Task goal
In the passage about having fun with one's children, repeat word for word the stretch that begins at "No Expensive Gadgets" and stops after "these sweet memories.".

** Opening Page excerpt block **

No Expensive Gadgets
When I look at these fun things what stands out to me most is that none of these cost any money, we didn’t go anywhere fancy and it didn’t involve any expensive gadgets. It was just me taking the time to focus on my children in fun ways, and being relaxed and really present with them. I wasn’t worried about what needed to be done, teaching them something important, or working. Maybe because it didn’t happen too often these things stand out in my mind and the minds of my kids. Whatever the reason, to me it emphasizes the importance of enjoying my children. It also shows me the value of just having fun together and the love and strength that results. I’m glad to have these sweet memories.

** Closing Page excerpt block **
** Opening Given entries block **

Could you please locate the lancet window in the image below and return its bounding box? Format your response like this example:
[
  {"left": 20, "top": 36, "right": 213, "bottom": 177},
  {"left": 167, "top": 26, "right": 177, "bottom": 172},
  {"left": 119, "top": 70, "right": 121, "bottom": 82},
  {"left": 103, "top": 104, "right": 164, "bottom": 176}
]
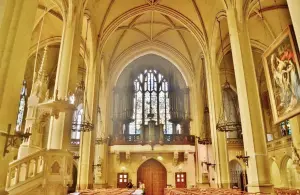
[
  {"left": 129, "top": 69, "right": 172, "bottom": 134},
  {"left": 112, "top": 67, "right": 190, "bottom": 139},
  {"left": 16, "top": 80, "right": 27, "bottom": 131}
]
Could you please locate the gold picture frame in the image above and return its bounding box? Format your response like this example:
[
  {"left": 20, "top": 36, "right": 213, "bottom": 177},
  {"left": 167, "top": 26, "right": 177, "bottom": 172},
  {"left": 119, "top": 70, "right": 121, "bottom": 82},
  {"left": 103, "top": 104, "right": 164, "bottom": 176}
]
[{"left": 262, "top": 26, "right": 300, "bottom": 124}]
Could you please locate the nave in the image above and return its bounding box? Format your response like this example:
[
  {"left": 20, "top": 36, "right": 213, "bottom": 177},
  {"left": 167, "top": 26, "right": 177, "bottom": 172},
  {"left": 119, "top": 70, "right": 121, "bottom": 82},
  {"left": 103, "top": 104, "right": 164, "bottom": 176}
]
[
  {"left": 0, "top": 0, "right": 300, "bottom": 195},
  {"left": 74, "top": 188, "right": 300, "bottom": 195}
]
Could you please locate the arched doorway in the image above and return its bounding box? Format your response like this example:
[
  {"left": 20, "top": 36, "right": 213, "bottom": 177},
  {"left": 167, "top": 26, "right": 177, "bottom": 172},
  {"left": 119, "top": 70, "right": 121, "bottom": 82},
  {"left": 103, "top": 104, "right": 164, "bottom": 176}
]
[{"left": 137, "top": 159, "right": 167, "bottom": 195}]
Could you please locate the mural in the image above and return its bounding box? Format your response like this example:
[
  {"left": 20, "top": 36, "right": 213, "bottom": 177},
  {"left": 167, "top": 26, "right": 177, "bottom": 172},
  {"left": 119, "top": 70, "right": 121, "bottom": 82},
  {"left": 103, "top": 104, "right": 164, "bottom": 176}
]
[{"left": 263, "top": 26, "right": 300, "bottom": 124}]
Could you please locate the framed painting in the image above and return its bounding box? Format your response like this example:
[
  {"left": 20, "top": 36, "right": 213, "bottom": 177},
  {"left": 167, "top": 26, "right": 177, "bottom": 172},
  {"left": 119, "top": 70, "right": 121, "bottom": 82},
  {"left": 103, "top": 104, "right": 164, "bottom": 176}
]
[{"left": 263, "top": 26, "right": 300, "bottom": 124}]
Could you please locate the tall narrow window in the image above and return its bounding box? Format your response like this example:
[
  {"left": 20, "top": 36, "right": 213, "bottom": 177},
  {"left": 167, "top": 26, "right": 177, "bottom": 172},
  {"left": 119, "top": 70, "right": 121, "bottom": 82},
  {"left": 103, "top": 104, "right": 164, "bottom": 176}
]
[
  {"left": 129, "top": 69, "right": 172, "bottom": 134},
  {"left": 16, "top": 80, "right": 27, "bottom": 131}
]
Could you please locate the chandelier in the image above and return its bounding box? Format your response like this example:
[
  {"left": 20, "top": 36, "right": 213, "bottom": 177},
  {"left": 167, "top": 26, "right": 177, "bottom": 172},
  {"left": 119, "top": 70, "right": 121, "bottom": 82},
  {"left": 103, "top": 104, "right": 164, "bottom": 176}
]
[
  {"left": 198, "top": 66, "right": 211, "bottom": 145},
  {"left": 72, "top": 22, "right": 94, "bottom": 132},
  {"left": 216, "top": 20, "right": 242, "bottom": 132},
  {"left": 198, "top": 106, "right": 211, "bottom": 145}
]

** Closing Given entries block **

Response area
No Expensive Gadgets
When I look at these fun things what stands out to me most is that none of these cost any money, we didn’t go anywhere fancy and it didn’t involve any expensive gadgets. It was just me taking the time to focus on my children in fun ways, and being relaxed and really present with them. I wasn’t worried about what needed to be done, teaching them something important, or working. Maybe because it didn’t happen too often these things stand out in my mind and the minds of my kids. Whatever the reason, to me it emphasizes the importance of enjoying my children. It also shows me the value of just having fun together and the love and strength that results. I’m glad to have these sweet memories.